Overall, the DBscan algorithim reveals:
- The dataset has one dominant group of **low-cost, high-review** items.
- High-priced items are generally **isolated and not naturally clusterable**, as shown by their frequent classification as outliers.
- DBSCAN is useful here for **identifying core clusters and outliers**, but it struggles to find multiple natural groupings unless there’s strong local density variation.
- **Alternative clustering algorithms (e.g., KMeans or hierarchical clustering)** may be more appropriate when the goal is to **partition the dataset into interpretable segments**.
"""
# KMeans with different k values
plt.figure(figsize=(15, 5))
# k=4
plt.subplot(1, 2, 1)
kmeans4 = KMeans(n_clusters=4, random_state=42)
clusters = kmeans4.fit_predict(scaled_data[:, [2, 3]]) # Brand and Color Popularity
plt.scatter(cluster_data['brand_popularity'], cluster_data['color_popularity'], c=clusters, cmap='plasma')
plt.title('KMeans (k=4) - Brand vs Color Popularity')

- _What is required_:
Mark each statement about the clustering notes yes or no, and quote the exact words of the notes that decide it. (a) High-priced items are often classified as outliers. (b) DBSCAN readily finds several natural groupings in this dataset. (c) The KMeans code sets the number of clusters to four.

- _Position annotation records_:
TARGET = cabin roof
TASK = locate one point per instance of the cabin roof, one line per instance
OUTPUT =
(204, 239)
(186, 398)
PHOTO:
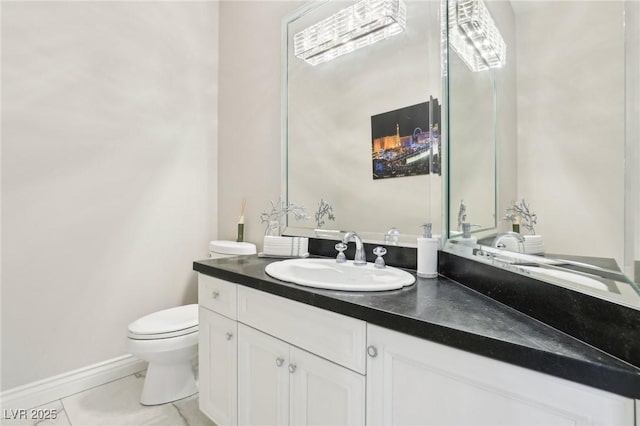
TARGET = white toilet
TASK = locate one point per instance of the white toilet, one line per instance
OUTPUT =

- _Solution to this task_:
(a) Yes: "as shown by their frequent classification as outliers"
(b) No: "it struggles to find multiple natural groupings unless there’s strong local density variation"
(c) Yes: "n_clusters=4"